Edit the listing from its first line through the line containing "[274,205,298,274]" by replacing "gripper" with "picker" and leaving everything else unchanged. Give only those lines, without the pictures.

Records of labeled boxes:
────

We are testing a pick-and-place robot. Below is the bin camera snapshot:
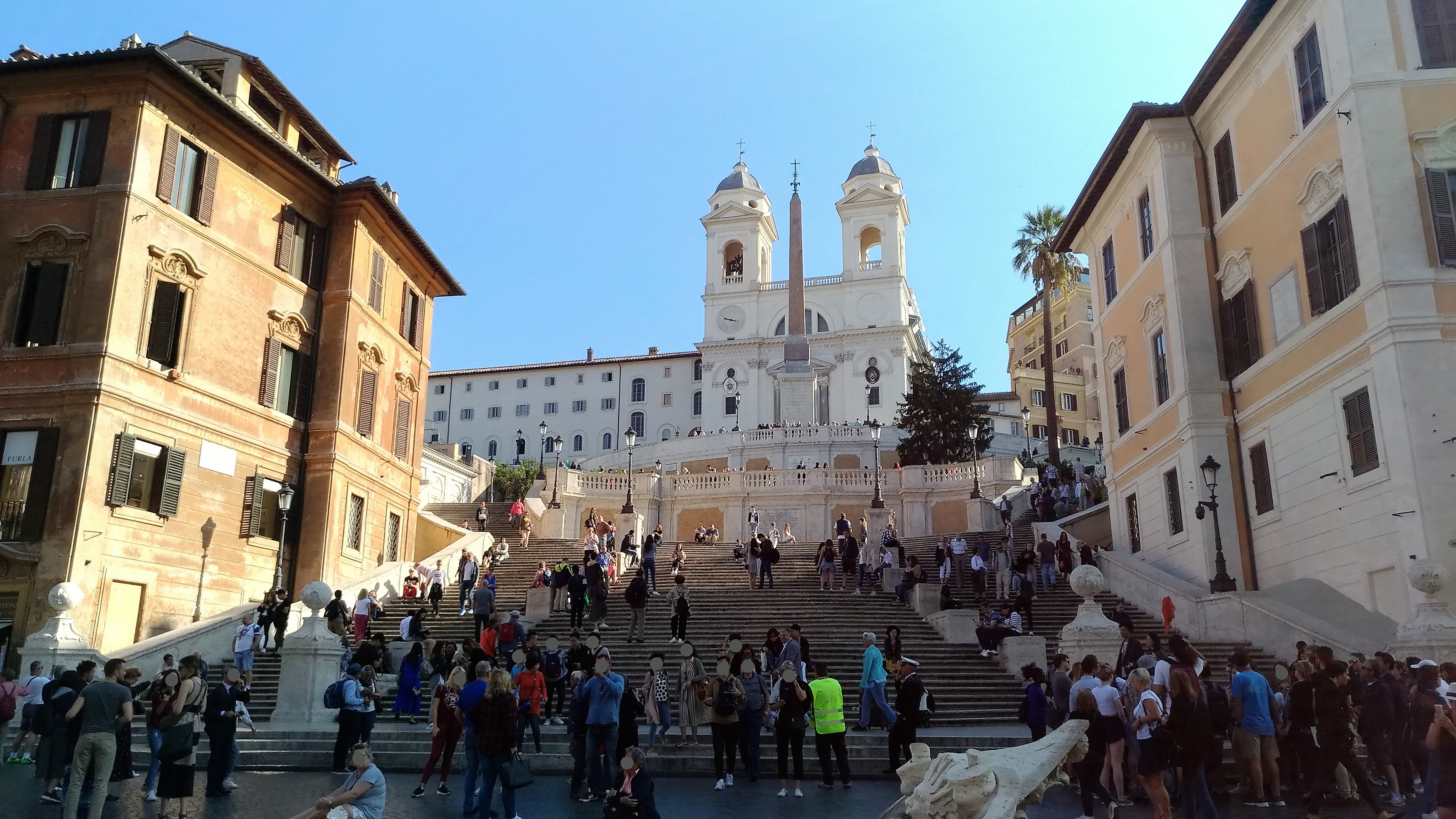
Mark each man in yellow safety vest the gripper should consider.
[810,662,850,788]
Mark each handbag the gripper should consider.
[499,754,536,790]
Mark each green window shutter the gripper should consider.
[157,447,186,518]
[106,432,137,506]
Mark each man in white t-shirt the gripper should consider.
[233,610,264,688]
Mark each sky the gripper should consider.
[0,0,1241,390]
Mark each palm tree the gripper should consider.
[1012,205,1077,470]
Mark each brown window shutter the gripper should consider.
[258,339,282,409]
[106,432,137,506]
[157,447,186,518]
[1299,225,1325,316]
[354,369,379,438]
[1425,167,1456,268]
[80,111,111,188]
[197,153,218,224]
[395,399,415,461]
[25,113,60,191]
[18,426,61,543]
[157,125,182,204]
[274,205,298,274]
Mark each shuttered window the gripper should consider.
[1213,131,1239,214]
[147,282,186,368]
[1249,441,1274,515]
[15,262,70,346]
[1341,387,1380,474]
[1294,26,1325,125]
[1299,196,1360,316]
[1425,168,1456,268]
[1219,282,1262,378]
[1411,0,1456,68]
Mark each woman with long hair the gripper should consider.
[409,668,464,796]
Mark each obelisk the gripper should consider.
[779,163,815,423]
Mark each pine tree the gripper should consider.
[895,340,992,464]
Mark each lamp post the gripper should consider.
[546,435,562,509]
[1194,455,1239,594]
[968,423,981,498]
[274,480,293,589]
[869,420,885,509]
[622,426,636,515]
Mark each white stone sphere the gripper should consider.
[47,582,86,611]
[1067,565,1107,599]
[1405,557,1446,595]
[301,580,333,614]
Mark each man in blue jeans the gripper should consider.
[855,631,895,730]
[456,661,491,815]
[572,656,626,801]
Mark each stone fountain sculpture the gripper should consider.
[882,720,1088,819]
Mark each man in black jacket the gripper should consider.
[885,656,925,775]
[202,668,252,796]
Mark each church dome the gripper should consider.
[713,158,763,193]
[844,144,895,182]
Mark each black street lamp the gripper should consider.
[1194,455,1239,594]
[274,480,293,589]
[869,420,885,509]
[622,426,636,515]
[546,435,562,509]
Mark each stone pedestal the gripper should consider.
[271,580,344,723]
[1060,566,1123,665]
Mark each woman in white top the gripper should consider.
[1092,663,1130,804]
[1127,668,1172,819]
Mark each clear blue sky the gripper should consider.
[8,0,1241,390]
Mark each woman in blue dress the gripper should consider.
[395,643,425,725]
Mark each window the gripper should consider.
[1411,0,1456,68]
[1153,330,1172,404]
[1137,191,1153,259]
[1341,387,1380,474]
[1127,495,1143,551]
[1213,131,1239,215]
[1299,196,1360,316]
[25,111,111,191]
[1294,26,1325,125]
[1088,239,1117,304]
[15,262,70,346]
[106,432,186,518]
[344,493,364,551]
[258,339,313,420]
[1249,441,1274,515]
[1219,282,1259,378]
[1163,468,1182,535]
[1112,368,1133,435]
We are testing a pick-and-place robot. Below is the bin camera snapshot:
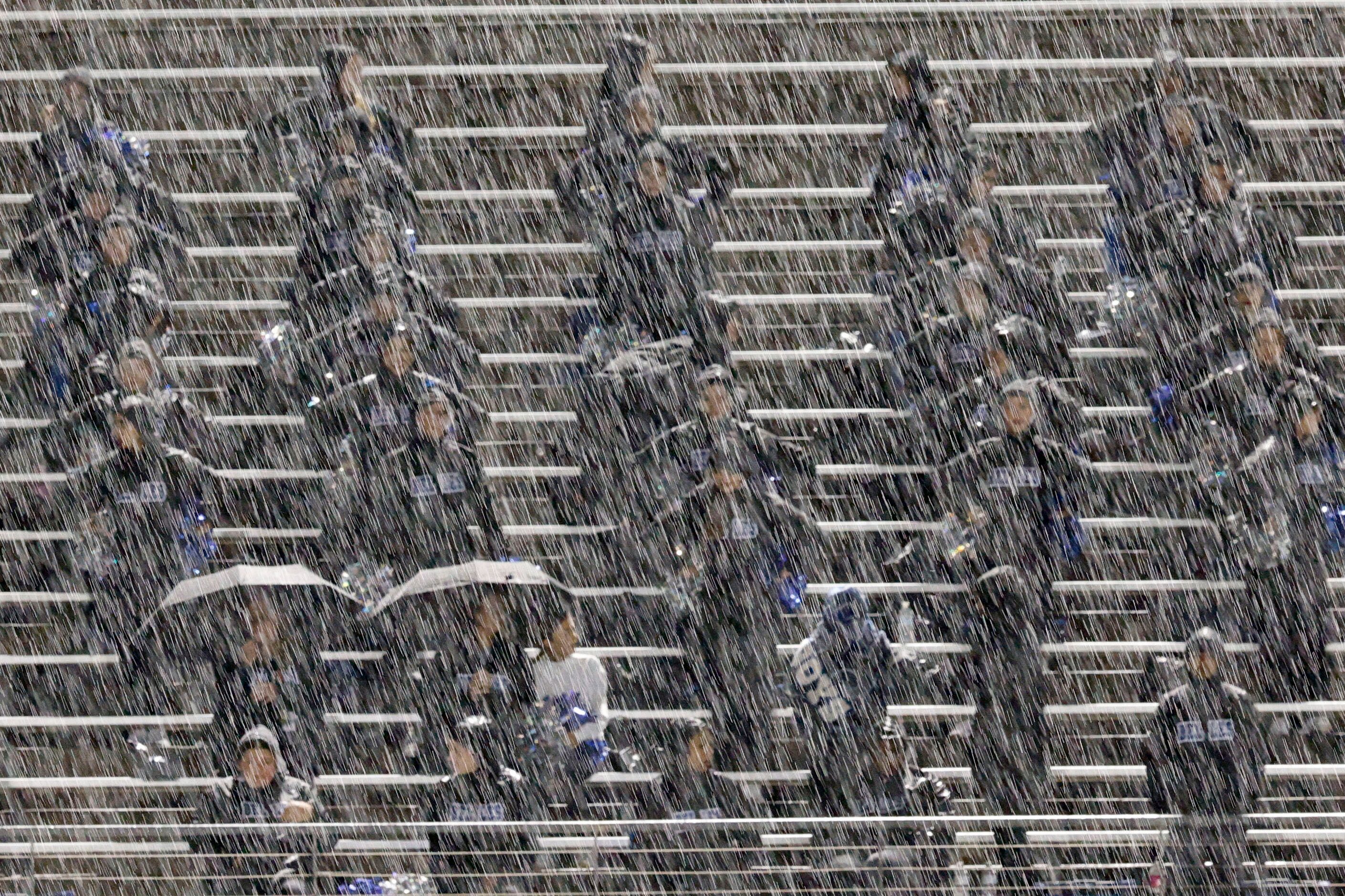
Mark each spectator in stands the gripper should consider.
[30,67,149,182]
[814,717,954,889]
[63,342,215,637]
[584,33,658,146]
[409,591,534,773]
[56,214,181,379]
[638,720,769,892]
[639,719,761,821]
[203,592,332,778]
[317,365,502,581]
[1090,47,1256,216]
[248,44,416,184]
[789,585,906,815]
[600,143,724,366]
[868,50,968,276]
[1135,262,1329,396]
[425,716,546,893]
[925,379,1097,608]
[297,277,480,397]
[883,264,1068,460]
[1119,149,1298,313]
[1147,628,1270,893]
[1178,308,1337,458]
[527,599,608,813]
[1167,377,1345,705]
[553,86,733,249]
[957,146,1041,264]
[632,366,819,770]
[191,725,320,895]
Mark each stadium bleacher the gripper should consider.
[0,0,1345,896]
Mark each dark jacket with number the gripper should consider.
[929,433,1092,580]
[1147,682,1270,815]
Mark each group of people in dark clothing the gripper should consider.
[11,35,1345,892]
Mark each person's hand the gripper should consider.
[467,668,491,697]
[280,799,314,825]
[448,740,482,775]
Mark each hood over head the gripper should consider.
[812,585,888,653]
[623,85,667,133]
[317,43,363,93]
[1186,625,1228,683]
[597,33,655,101]
[1149,46,1194,93]
[238,725,288,780]
[888,50,934,97]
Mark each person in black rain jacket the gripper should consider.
[600,143,722,363]
[248,44,416,184]
[1146,628,1270,893]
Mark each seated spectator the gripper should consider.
[28,67,149,182]
[403,591,534,773]
[553,86,733,242]
[426,717,546,893]
[248,44,416,184]
[527,600,608,810]
[1147,628,1270,893]
[189,725,320,896]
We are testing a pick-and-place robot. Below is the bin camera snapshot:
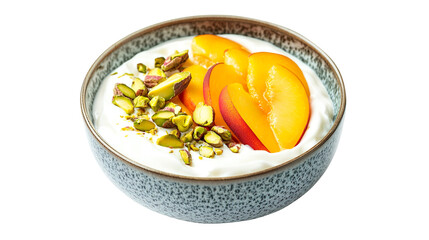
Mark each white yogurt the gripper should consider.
[93,35,333,177]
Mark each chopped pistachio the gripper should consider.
[137,63,147,73]
[193,126,207,140]
[148,72,192,101]
[133,96,149,108]
[155,57,165,71]
[144,68,167,88]
[156,134,184,148]
[131,77,148,96]
[149,96,165,112]
[170,129,182,141]
[228,141,241,153]
[179,150,192,165]
[211,126,231,141]
[214,148,223,155]
[161,50,189,72]
[134,118,156,132]
[165,102,182,115]
[192,102,214,127]
[199,146,215,158]
[204,131,223,147]
[171,115,193,132]
[180,129,194,143]
[112,96,134,115]
[113,83,136,99]
[152,111,175,128]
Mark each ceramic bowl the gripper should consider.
[80,16,346,223]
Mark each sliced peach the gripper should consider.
[247,52,310,113]
[191,34,244,68]
[219,83,280,152]
[264,65,310,150]
[203,63,246,129]
[224,48,250,76]
[179,65,207,112]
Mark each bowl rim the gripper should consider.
[80,15,346,182]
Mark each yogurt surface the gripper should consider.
[93,35,333,177]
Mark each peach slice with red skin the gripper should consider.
[219,83,280,152]
[264,65,310,150]
[191,34,244,68]
[203,63,246,131]
[247,52,310,113]
[224,48,250,76]
[179,65,207,112]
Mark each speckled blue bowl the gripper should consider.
[80,16,346,223]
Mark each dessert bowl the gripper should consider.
[80,16,346,223]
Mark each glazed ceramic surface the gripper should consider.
[81,16,346,223]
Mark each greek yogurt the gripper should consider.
[93,35,333,177]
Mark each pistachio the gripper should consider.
[134,118,156,132]
[149,96,165,112]
[214,148,223,155]
[189,141,200,152]
[161,50,189,72]
[211,126,231,141]
[112,96,134,115]
[170,129,182,141]
[192,102,214,127]
[193,126,207,140]
[155,57,165,67]
[113,83,136,99]
[204,131,223,147]
[131,77,148,96]
[144,68,167,88]
[152,111,174,128]
[199,146,215,158]
[227,141,241,153]
[165,102,182,115]
[180,130,194,143]
[156,134,184,148]
[137,63,147,73]
[148,72,192,101]
[171,115,193,132]
[179,150,192,165]
[133,96,149,108]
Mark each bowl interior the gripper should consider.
[81,16,345,178]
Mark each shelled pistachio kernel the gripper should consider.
[112,96,134,115]
[214,148,223,155]
[193,126,207,140]
[137,63,147,73]
[204,131,223,147]
[113,83,136,99]
[134,118,156,132]
[133,96,149,108]
[161,50,189,71]
[180,129,194,143]
[149,96,165,112]
[211,126,232,141]
[131,77,148,96]
[189,140,200,152]
[179,150,192,165]
[192,102,215,127]
[165,102,182,115]
[228,142,241,153]
[152,111,175,128]
[199,146,215,158]
[170,129,182,141]
[171,115,193,132]
[154,57,165,68]
[156,134,185,148]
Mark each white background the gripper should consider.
[0,0,429,240]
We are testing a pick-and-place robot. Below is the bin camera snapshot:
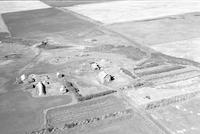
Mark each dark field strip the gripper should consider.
[141,67,199,81]
[145,91,200,110]
[46,96,125,126]
[150,71,200,84]
[136,65,184,77]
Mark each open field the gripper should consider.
[125,76,200,109]
[67,0,200,24]
[150,97,200,134]
[107,12,200,45]
[0,88,72,134]
[41,0,119,7]
[46,96,126,129]
[0,0,49,14]
[0,15,9,33]
[152,38,200,62]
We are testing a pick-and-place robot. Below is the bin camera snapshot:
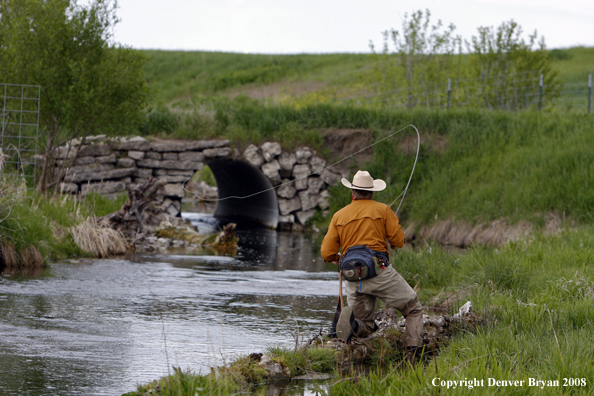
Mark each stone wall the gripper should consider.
[243,142,341,229]
[55,137,341,229]
[55,137,231,216]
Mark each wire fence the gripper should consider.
[0,83,41,189]
[337,71,592,113]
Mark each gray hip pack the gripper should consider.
[340,245,390,282]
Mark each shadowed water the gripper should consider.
[0,215,338,395]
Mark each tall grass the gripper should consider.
[0,192,125,267]
[130,227,594,395]
[330,228,594,395]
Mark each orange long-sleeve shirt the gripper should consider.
[321,199,404,262]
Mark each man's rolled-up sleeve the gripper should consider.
[386,208,404,249]
[320,219,340,263]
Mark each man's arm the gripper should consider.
[320,219,340,264]
[386,207,404,249]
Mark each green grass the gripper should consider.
[0,190,126,260]
[143,51,369,104]
[132,227,594,396]
[143,47,594,110]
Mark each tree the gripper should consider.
[466,20,561,110]
[0,0,149,191]
[370,10,462,108]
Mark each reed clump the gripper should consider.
[70,217,130,258]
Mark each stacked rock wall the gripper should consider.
[55,137,341,229]
[243,142,341,229]
[55,137,231,216]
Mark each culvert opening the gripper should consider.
[198,158,279,229]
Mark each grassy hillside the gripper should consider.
[144,47,594,105]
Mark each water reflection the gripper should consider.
[0,216,338,395]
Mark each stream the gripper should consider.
[0,213,338,395]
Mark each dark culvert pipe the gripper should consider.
[208,158,278,229]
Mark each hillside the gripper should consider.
[143,47,594,105]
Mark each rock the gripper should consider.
[163,153,178,161]
[278,197,301,216]
[74,157,95,165]
[203,147,232,158]
[307,176,324,195]
[78,143,112,157]
[60,183,78,194]
[243,144,264,168]
[159,184,184,198]
[276,179,297,199]
[115,136,150,151]
[184,140,229,151]
[64,168,134,183]
[320,169,342,186]
[293,164,310,190]
[299,190,319,211]
[116,158,136,168]
[128,150,145,160]
[54,145,78,159]
[278,151,297,176]
[80,182,126,195]
[138,159,202,170]
[258,354,291,381]
[309,157,326,174]
[132,168,153,179]
[159,175,191,183]
[186,181,219,199]
[260,142,283,162]
[262,160,281,186]
[318,190,330,212]
[178,151,204,162]
[295,209,316,225]
[295,147,313,164]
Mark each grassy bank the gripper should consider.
[0,191,125,270]
[140,105,594,227]
[143,47,594,107]
[130,227,594,395]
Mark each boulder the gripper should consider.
[116,158,136,168]
[78,143,112,157]
[243,144,264,168]
[293,164,310,190]
[309,157,326,173]
[307,176,324,195]
[80,182,126,195]
[295,147,313,164]
[128,150,145,160]
[278,151,297,171]
[262,160,281,186]
[278,197,301,216]
[163,153,179,161]
[64,168,134,183]
[60,183,78,194]
[260,142,283,162]
[276,179,297,199]
[320,169,342,186]
[178,151,204,162]
[203,147,233,158]
[299,190,319,212]
[295,209,316,225]
[159,184,184,198]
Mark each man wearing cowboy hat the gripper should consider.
[321,171,423,350]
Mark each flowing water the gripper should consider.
[0,214,338,395]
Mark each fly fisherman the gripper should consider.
[321,171,423,356]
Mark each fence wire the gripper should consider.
[335,71,592,113]
[0,83,41,189]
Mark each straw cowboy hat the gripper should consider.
[341,171,386,191]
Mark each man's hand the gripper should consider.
[332,252,340,265]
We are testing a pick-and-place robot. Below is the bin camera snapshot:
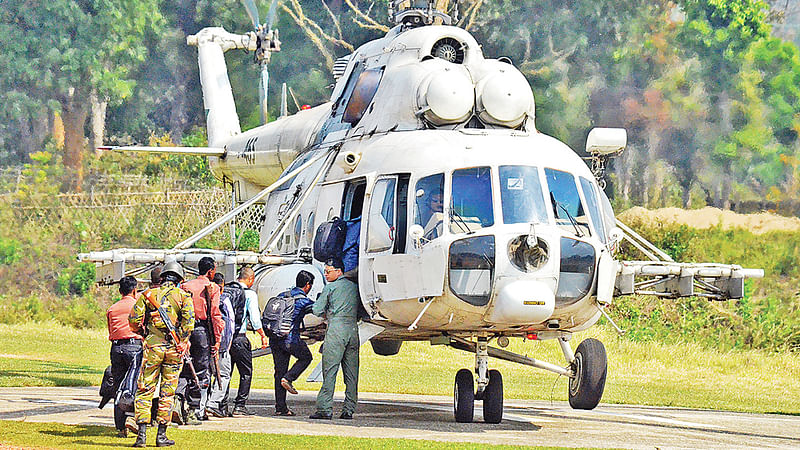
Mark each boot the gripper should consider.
[156,423,175,447]
[133,423,147,447]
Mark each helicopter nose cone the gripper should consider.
[488,280,556,324]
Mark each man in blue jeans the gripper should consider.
[269,270,314,416]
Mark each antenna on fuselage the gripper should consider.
[389,0,458,28]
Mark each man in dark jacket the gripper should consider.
[269,270,314,416]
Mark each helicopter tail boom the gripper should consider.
[97,145,225,156]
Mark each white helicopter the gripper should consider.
[79,0,763,423]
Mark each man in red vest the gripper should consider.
[177,256,225,425]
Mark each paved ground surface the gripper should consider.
[0,388,800,449]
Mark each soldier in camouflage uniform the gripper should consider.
[128,262,194,447]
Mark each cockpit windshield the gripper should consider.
[544,169,589,236]
[500,166,547,224]
[450,167,494,233]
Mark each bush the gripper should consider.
[0,295,47,324]
[52,295,106,328]
[56,263,95,295]
[0,238,22,265]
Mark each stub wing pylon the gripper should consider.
[614,220,764,300]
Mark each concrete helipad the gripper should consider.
[0,387,800,449]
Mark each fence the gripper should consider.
[10,188,264,248]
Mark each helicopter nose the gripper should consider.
[488,279,555,324]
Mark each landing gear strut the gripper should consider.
[453,338,503,423]
[438,332,608,423]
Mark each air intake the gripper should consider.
[431,38,466,64]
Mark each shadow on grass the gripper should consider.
[0,359,103,386]
[40,425,123,448]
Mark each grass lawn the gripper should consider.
[0,323,800,414]
[0,421,564,449]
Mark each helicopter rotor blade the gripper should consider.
[258,62,269,124]
[242,0,258,30]
[266,0,278,30]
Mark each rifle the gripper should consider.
[203,286,222,390]
[142,290,200,386]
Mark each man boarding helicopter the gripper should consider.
[80,1,763,423]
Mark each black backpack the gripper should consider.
[219,281,247,335]
[261,291,300,338]
[314,217,347,262]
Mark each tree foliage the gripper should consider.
[0,0,800,206]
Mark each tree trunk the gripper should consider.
[89,91,108,156]
[61,95,89,192]
[683,184,692,209]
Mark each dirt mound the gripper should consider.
[619,206,800,234]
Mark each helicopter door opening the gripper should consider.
[359,174,445,301]
[341,178,367,272]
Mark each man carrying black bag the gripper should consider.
[262,270,314,416]
[100,276,142,437]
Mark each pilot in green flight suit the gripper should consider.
[310,259,360,419]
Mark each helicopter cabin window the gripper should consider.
[414,173,444,241]
[331,61,364,117]
[342,68,383,125]
[450,167,494,233]
[367,177,397,253]
[500,166,547,224]
[579,177,606,244]
[294,214,303,248]
[273,152,318,192]
[556,237,595,306]
[448,236,495,306]
[544,169,589,237]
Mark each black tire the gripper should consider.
[453,369,475,423]
[483,370,503,423]
[568,339,608,409]
[369,339,403,356]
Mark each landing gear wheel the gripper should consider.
[483,370,503,423]
[569,338,608,409]
[453,369,475,423]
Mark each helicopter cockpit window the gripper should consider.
[273,152,318,192]
[500,166,547,224]
[544,169,590,237]
[342,68,383,125]
[414,173,444,240]
[367,178,397,252]
[450,167,494,233]
[579,177,606,244]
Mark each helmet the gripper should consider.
[161,261,183,281]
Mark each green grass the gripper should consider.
[0,323,800,414]
[0,421,551,449]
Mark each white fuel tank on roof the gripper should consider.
[332,26,534,134]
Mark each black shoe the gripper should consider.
[133,423,147,447]
[156,423,175,447]
[281,378,297,394]
[233,406,255,416]
[206,406,228,417]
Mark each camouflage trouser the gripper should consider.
[136,344,182,424]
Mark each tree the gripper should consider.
[0,0,161,189]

────

* TASK OUTPUT
We are testing a pick-and-place robot. Below is the bin camera snapshot:
Mark each man in yellow safety vest the picker should consider.
[810,662,850,788]
Mark each handbag the picker should consider.
[499,754,536,790]
Mark each green window shutter the picker should consider.
[157,447,186,518]
[106,432,137,506]
Mark each man in white t-shirt the picker should consider.
[233,610,264,688]
Mark each sky the picker should consider.
[0,0,1241,390]
Mark each palm tree the picker should consider.
[1012,205,1077,470]
Mark each brown window shutter the picker should consider.
[258,339,282,409]
[106,432,137,506]
[157,447,186,518]
[1299,225,1325,316]
[354,369,379,438]
[1425,167,1456,268]
[80,111,111,188]
[197,153,218,224]
[395,399,415,461]
[25,113,60,191]
[18,426,61,543]
[157,125,182,204]
[274,205,298,274]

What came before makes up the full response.